= Set exercise =
Please answer these questions using the film summary below:
(a) Who directed the film?
(b) Into which river did the family's jeep fall?
(c) Who adopted Pappu, and what name did he give him?

= Extract provided =
Shankar Shambhu is a 1976 Bollywood action film starring Feroz Khan, Vinod Khanna & Sulakshana Pandit in the lead roles. It is directed by Chand and produced by A. K. Nadiadwala.

Plot
Inspector Ranjit Singh lives a middle-classed lifestyle along with his wife, Laxmi, a son, Pappu, and daughter, Pinky. When the National Bank is broken into one night, he gives chase to the robbers, and shoots one of them dead. The dead robber's brother, Kundan, manages to get away with the loot, then tracks down Ranjit and his family, shoots at them, forcing their jeep to fall into the Narbada river, separating the entire family. Ranjit manages to rescue Laxmi, and then apprehends Kundan, has him tried in Court, and sentenced to jail for several years, but is unable to recover the stolen loot. Years later, Kundan gets discharged and is received by his nephew, Chaman. Ranjit is now the Inspector General of Police, and Laxmi still hopes to be reunited with her children. Pappu has been adopted by a bandit named Lakhan Singh, who re-names him Shambhu, and brings him up with his other son, Shankar. Pinky has been adopted by a widow, who has re-named her Sulakshana, who makes a living as a petty thief. Shankar and Shambhu, on the run from the Police, end up in Bombay, where they will be thrust into conflict with Kundan and Chaman on the one hand, and Ranjit Singh on the other.

(Collected data)

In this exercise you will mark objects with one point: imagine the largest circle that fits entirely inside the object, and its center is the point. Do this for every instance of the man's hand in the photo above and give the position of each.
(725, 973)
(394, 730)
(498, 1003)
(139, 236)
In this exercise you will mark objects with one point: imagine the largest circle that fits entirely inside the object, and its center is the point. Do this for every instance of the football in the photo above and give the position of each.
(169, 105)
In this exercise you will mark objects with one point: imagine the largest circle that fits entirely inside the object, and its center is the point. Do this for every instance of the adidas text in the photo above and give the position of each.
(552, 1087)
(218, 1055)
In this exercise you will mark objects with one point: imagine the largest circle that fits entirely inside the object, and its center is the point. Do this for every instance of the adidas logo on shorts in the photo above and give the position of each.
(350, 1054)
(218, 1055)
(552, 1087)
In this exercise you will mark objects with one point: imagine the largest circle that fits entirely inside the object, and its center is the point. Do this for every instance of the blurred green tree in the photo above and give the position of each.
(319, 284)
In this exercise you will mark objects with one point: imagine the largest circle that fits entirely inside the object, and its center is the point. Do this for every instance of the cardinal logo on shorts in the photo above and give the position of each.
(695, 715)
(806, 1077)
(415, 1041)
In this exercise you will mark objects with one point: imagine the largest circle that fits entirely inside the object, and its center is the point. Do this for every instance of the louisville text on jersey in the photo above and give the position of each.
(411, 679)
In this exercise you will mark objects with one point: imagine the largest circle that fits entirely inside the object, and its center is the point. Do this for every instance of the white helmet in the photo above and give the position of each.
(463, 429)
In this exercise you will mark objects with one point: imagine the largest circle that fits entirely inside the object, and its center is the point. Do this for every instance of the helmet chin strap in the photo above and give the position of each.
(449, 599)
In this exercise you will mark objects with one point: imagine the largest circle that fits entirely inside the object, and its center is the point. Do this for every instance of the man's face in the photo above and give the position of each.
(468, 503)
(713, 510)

= Exercise answer =
(a) Chand
(b) The Narbada river
(c) A bandit named Lakhan Singh, who renamed him Shambhu